Pointing dataset records:
════════════════
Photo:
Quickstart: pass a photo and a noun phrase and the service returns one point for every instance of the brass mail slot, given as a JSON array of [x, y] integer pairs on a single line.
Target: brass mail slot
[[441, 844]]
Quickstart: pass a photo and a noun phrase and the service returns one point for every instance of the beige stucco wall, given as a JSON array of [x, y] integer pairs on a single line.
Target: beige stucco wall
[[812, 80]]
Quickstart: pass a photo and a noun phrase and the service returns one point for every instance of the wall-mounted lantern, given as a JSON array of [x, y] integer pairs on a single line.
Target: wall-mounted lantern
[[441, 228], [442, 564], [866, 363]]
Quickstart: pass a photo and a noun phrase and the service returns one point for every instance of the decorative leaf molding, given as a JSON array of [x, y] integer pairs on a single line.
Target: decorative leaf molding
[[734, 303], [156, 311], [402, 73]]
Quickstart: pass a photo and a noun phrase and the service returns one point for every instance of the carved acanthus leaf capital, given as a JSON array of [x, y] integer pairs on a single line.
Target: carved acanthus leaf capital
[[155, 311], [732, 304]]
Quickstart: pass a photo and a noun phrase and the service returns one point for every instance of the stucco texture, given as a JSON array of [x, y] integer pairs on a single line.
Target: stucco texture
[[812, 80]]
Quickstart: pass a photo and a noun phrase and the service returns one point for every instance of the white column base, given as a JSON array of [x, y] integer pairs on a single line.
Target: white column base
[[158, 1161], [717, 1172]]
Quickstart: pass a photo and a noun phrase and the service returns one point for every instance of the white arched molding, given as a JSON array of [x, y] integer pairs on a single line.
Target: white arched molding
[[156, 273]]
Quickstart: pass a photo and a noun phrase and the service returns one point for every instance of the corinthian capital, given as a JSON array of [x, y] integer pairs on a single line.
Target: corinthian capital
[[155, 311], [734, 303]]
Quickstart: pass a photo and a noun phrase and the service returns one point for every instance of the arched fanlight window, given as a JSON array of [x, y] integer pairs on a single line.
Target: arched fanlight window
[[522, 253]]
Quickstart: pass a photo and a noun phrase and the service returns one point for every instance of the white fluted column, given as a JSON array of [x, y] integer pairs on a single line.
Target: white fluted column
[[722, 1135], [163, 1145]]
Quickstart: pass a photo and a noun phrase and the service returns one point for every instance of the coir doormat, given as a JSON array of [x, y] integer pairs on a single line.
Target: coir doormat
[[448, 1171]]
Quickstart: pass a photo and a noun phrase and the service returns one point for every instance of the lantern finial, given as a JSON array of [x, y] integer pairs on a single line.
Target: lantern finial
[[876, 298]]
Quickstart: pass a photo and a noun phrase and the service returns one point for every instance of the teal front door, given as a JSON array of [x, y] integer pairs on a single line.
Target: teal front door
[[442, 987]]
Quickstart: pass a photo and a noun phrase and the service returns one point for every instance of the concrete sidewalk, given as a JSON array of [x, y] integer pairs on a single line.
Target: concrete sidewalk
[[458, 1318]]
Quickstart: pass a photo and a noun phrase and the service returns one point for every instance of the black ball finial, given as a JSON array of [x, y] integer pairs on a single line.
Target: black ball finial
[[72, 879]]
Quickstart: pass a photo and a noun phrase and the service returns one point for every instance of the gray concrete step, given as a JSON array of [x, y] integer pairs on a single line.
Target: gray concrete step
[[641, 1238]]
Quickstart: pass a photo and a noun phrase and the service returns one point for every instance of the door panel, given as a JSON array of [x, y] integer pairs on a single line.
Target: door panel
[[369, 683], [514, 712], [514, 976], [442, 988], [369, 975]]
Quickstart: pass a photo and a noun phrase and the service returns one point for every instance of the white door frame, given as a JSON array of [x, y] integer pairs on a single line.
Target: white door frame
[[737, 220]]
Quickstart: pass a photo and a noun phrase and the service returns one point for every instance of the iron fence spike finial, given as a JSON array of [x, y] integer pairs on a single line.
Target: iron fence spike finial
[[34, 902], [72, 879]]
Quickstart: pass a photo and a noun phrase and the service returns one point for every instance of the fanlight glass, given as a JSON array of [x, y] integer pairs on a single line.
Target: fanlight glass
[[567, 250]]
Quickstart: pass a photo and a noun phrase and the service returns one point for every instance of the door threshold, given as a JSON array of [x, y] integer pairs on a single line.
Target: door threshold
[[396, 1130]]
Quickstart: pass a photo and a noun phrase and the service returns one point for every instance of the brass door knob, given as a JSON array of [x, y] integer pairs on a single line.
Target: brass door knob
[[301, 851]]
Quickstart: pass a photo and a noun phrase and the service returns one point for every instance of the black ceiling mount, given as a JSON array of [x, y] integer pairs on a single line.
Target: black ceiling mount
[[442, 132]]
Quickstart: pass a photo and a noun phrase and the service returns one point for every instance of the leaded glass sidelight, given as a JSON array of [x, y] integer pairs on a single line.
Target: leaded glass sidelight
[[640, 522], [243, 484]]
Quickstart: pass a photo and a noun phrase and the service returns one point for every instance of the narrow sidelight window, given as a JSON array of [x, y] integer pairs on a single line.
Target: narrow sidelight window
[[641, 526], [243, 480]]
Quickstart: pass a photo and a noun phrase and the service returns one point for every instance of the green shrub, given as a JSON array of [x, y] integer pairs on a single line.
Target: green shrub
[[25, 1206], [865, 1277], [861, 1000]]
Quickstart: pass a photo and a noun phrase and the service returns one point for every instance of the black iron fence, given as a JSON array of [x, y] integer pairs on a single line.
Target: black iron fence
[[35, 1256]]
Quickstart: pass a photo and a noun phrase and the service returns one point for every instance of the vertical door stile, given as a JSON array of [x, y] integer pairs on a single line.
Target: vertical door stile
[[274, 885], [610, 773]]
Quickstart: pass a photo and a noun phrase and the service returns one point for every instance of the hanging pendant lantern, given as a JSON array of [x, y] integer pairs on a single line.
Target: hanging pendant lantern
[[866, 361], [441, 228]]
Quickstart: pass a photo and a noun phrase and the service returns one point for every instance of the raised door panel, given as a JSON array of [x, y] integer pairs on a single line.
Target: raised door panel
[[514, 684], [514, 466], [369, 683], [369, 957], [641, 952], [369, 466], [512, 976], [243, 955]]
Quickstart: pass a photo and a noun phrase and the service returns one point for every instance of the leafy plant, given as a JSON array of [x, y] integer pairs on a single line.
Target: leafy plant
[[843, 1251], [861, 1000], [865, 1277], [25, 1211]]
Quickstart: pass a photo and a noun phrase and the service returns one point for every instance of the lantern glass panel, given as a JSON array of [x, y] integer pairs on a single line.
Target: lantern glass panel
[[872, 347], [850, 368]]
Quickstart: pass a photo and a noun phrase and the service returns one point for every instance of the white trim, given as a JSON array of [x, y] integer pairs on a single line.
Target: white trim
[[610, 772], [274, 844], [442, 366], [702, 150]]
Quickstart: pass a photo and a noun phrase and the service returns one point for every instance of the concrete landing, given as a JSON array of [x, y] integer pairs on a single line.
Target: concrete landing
════════════════
Retype the data in full and match it exactly.

Solution:
Photo:
Quickstart: pass a photo and a noun phrase and the service returns one point for every instance of the brass mail slot, given as a JSON array of [x, y] integer pairs on a single line.
Target: brass mail slot
[[441, 844]]
Quickstart: pass a photo and a noun phrase and the service returns one point for every instance of the beige stucco wall, given as a JSON array of [x, y] integer pairs on a single line.
Target: beige stucco wall
[[812, 80]]
Quickstart: pass a photo and a noun phrase and the service returns one point for every instance of the wall-mounted lantern, given as a JSON array of [x, y] integer pairs on a single line.
Target: wall-mounted lantern
[[441, 228], [442, 564], [866, 363]]
Quickstart: pass a photo and a noun phrase and the service returns one point for every instance of the decorative leaf molding, given as a JSON array of [x, y] integer pairs on a single line.
Target: decorative leaf molding
[[734, 303], [156, 311], [402, 73]]
Quickstart: pass a photo and a noun phrase and the service returns one point for every instance of the carved acanthus leaf capital, given as a JSON array of [x, y] integer pairs on a single line.
Target: carved acanthus leaf capital
[[155, 311], [732, 304]]
Quickstart: pass a photo and a noun phrase and the service returns one point for every instance of the stucco texture, given as a JSON array of [x, y] integer pairs on a single line.
Target: stucco texture
[[812, 80]]
Quickstart: pass a photo and a noun phrase and the service returns one point for every instance of the white column base, given as a JSON array of [x, y] integer pairs on a single line.
Target: white column base
[[158, 1161], [717, 1172]]
Quickstart: pass a photo and a noun phrase and the service returns one point for every instance of the white arched molding, given as a JSON array of [x, y] integer pairs on a single line.
Target: white arched molding
[[156, 273]]
Quickstart: pass a photo and a noun phrase and the service returns one point for every instance of the corinthian capital, given as a JSON array of [x, y] integer pairs on a single line.
Target: corinthian capital
[[155, 311], [734, 303]]
Quickstart: pass a photo and a noun phrase and the service returns one point for every instance of the arched fanlight window, given as a JSON array of [x, y] integer pairs on a single line.
Target: arched fanlight window
[[522, 253]]
Quickstart: pass a photo and a noun phrase and the service returns one point for every instance of the white fluted column, given as a JSON array of [x, y] integer pairs on a single line.
Target: white fluted column
[[722, 1135], [163, 1145]]
Quickstart: pass a photo and a noun phrase and the service returns one point for every instance of the coir doormat, given as a JSON array of [x, y] integer pairs on a single line.
Target: coir doormat
[[448, 1171]]
Quickstart: pass a photo and a noun phrase and the service returns one point for every instance of the lantern finial, given as a JSON array of [x, y] integer pairs on a single line.
Target: lantern finial
[[876, 298]]
Quickstart: pass a photo and a noun phrase and the service returns one point for every instance of the teal front door, given as a JSON array of [x, y] integer pairs on a single line.
Target: teal front door
[[442, 987]]
Quickstart: pass a photo and a noun phrase and the service returns one point for every instance of the concrete sidewalk, given as a JSON array of [x, y] integer pairs on a single line.
Target: concrete sidewalk
[[458, 1318]]
Quickstart: pass a photo and a noun phrase and the service returns one point for every instance of the black ball finial, given as a JSON array of [x, y] integer pairs on a single line.
Target: black ball finial
[[72, 879]]
Quickstart: pass a photo and a noun phrase and the service returns one point for every instance of the gray concrete step, given as a JSON array of [x, y] integer pairs on a single line.
Target: gray concrete step
[[641, 1238]]
Quickstart: pass a photo and a noun phrase and the service returns one point for every instance of the door panel, given as a JSON array of [x, y] integer pairs on a single line.
Target: door panel
[[369, 683], [514, 712], [514, 976], [442, 988], [369, 975]]
Quickstart: pass a photo and a noun phrase and the service returns one point for every instance of the white door frame, given as a JSON array of [x, y] integer pairs on a single line.
Target: white door frame
[[737, 220]]
Quickstart: pass a photo and a noun phrase and the service returns one point for every instance of the iron fence spike finial, given as a JSON array of [x, y] integer pairs on a single line.
Target: iron fence spike finial
[[34, 902], [72, 879]]
Quickstart: pass a photo and a noun phrase and the service returns one point for every instance of the fanlight glass, given as a JSON array of [x, y] integer pairs on a single line.
Target: fanlight glass
[[567, 250]]
Quickstart: pass a photo and a noun phrase and the service returns one point for every instance of the door threshold, given as a JSON array of [x, y] integer pairs on a single line.
Target: door threshold
[[396, 1130]]
Quickstart: pass a photo and a noun phrase and the service returns one point for every instance of the brass door knob, given as a JSON array of [x, y] integer pairs on a single line.
Target: brass door knob
[[301, 851]]
Quickstart: pass a photo and a noun phrase and the service returns one point for every instance of the black ceiling mount, given as a JSON array of [x, y] integer pairs on a single line.
Target: black ceiling mount
[[442, 132]]
Quickstart: pass a photo and a noun phrase and the service returns one point for every instance of the leaded glass sidelight, given as a JSON array of [x, y] integer pairs on a single line.
Target: leaded glass sidelight
[[640, 522], [243, 484]]
Quickstart: pass a photo and a noun phrase and the service returns one point for every instance of the narrow sidelight window, given as a JSON array of [x, y] integer pairs on a single line.
Target: narrow sidelight window
[[641, 526], [243, 480]]
Quickstart: pass a photo and a noun phrase and the service returns one point for every instance of the green shrub, given as a JSON array of [x, y] integer pairs on a single line.
Target: green shrub
[[25, 1206], [865, 1277], [861, 1000]]
Quickstart: pass a photo and a noun phrase and the service returns one point for every instance of the black iron fence, given as a JSON array of [x, y] integer pairs on a single line.
Target: black iron fence
[[35, 1256]]
Quickstart: pass a photo and a noun phrase and the service returns one point for every instance of the vertical door stile, given as a JSON array of [x, y] integer pairs on a single line.
Target: vertical door stile
[[274, 885], [610, 773]]
Quickstart: pass a photo and a noun phrase and the service returns one point for every instance of the hanging pendant lantern, given as a JSON array of [x, y] integer pairs on a single line.
Target: hanging pendant lantern
[[866, 361], [441, 228]]
Quickstart: pass a photo and a noun phrase and the service returns one point for every instance of the raised door panel, given as a JSON array of [x, y] integer pairs on a single line.
Target: raised door panel
[[514, 684], [514, 466], [369, 683], [369, 957], [641, 952], [369, 466], [512, 976], [243, 955]]
Quickstart: pass a photo and a noun phrase and the service returns one point for every instance of the leafy plant, given as a JSON array of [x, y] integer pairs on a single line.
Target: leafy plant
[[843, 1251], [861, 1000], [865, 1277], [25, 1211]]
Quickstart: pass a photo and a noun phrase and the service returns one point for every instance of the lantern glass panel, given as a JSON array of [x, y] integer pairs on a single line.
Target: lantern glass panel
[[872, 347], [850, 368]]
Quickstart: pass a photo and a noun phrase and the service returns one point for every instance of the white trim, given as a JSON array of [x, y] integer pairs on a single line.
Target: white trim
[[610, 772], [274, 844], [442, 366], [702, 150]]
Quickstart: pass a photo and a noun phrase and the service returns one point for every instance of the concrete landing, given as a JSON array of [x, y] integer pairs on a single line.
Target: concrete landing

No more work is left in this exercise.